Location labeling records:
==============================
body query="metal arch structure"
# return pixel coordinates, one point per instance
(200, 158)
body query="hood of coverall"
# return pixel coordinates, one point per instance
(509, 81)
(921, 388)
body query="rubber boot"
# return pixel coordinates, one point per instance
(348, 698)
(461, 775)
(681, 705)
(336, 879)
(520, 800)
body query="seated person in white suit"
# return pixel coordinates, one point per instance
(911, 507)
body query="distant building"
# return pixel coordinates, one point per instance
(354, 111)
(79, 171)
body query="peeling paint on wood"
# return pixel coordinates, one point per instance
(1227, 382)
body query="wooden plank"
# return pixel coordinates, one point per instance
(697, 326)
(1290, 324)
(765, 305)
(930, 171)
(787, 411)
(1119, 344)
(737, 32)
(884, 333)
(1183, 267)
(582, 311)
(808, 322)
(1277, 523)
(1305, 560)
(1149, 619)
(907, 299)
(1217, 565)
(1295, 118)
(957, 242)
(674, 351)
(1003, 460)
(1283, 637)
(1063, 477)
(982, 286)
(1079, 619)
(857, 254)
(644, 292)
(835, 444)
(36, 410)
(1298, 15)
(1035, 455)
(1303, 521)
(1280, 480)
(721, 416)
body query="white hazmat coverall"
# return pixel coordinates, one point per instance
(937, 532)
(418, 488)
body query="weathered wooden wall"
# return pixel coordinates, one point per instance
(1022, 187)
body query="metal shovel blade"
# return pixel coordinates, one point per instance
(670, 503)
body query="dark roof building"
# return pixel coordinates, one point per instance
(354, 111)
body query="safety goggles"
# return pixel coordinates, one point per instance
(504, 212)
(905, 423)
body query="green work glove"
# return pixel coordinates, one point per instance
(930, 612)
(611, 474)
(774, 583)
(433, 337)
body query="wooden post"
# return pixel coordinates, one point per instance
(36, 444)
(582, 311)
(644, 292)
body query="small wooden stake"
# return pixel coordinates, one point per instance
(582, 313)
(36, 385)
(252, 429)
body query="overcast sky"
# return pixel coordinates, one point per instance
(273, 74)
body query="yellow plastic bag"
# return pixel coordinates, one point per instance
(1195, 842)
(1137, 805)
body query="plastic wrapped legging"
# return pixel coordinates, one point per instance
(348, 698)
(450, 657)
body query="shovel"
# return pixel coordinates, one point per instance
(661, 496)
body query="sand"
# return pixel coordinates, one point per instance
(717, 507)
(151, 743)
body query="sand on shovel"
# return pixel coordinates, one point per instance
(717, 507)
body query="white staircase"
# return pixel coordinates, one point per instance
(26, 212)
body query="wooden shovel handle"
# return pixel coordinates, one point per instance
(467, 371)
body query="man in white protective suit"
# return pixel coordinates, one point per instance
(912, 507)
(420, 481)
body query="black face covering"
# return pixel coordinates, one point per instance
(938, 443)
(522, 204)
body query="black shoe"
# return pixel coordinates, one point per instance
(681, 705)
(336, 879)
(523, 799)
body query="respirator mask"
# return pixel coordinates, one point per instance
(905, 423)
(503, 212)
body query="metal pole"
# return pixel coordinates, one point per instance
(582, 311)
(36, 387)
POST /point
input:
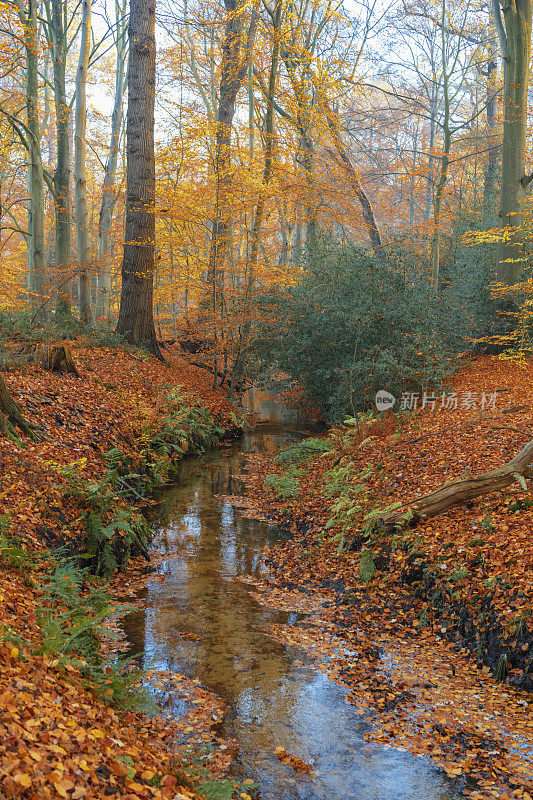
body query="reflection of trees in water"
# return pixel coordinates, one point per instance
(274, 702)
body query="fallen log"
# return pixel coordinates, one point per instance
(462, 489)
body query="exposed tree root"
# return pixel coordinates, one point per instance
(56, 358)
(462, 489)
(10, 416)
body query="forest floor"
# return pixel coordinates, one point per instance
(58, 739)
(417, 623)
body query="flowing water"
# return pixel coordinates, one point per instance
(276, 695)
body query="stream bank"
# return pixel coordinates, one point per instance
(58, 739)
(199, 619)
(427, 612)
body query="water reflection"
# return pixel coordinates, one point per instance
(277, 697)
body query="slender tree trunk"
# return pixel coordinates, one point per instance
(62, 172)
(80, 176)
(232, 74)
(444, 161)
(136, 315)
(491, 169)
(514, 34)
(238, 368)
(36, 252)
(432, 134)
(105, 246)
(368, 214)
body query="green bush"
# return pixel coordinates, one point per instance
(354, 324)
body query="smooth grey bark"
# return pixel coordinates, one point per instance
(80, 171)
(36, 246)
(105, 244)
(136, 314)
(514, 34)
(491, 168)
(236, 55)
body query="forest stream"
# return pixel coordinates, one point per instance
(276, 695)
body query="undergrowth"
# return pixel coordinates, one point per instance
(72, 606)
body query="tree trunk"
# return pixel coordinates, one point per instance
(238, 367)
(105, 247)
(490, 176)
(136, 314)
(80, 176)
(463, 489)
(514, 34)
(232, 73)
(62, 172)
(10, 415)
(444, 161)
(36, 250)
(368, 214)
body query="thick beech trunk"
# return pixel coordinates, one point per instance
(136, 315)
(62, 172)
(233, 71)
(462, 489)
(105, 245)
(514, 34)
(36, 248)
(491, 169)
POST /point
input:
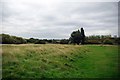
==============================
### WHAT YOU NEED TO DO
Extract every line of the records above that contains the string "black", matching case exactly.

### OUTPUT BELOW
body query="black face covering"
body query="black shoe"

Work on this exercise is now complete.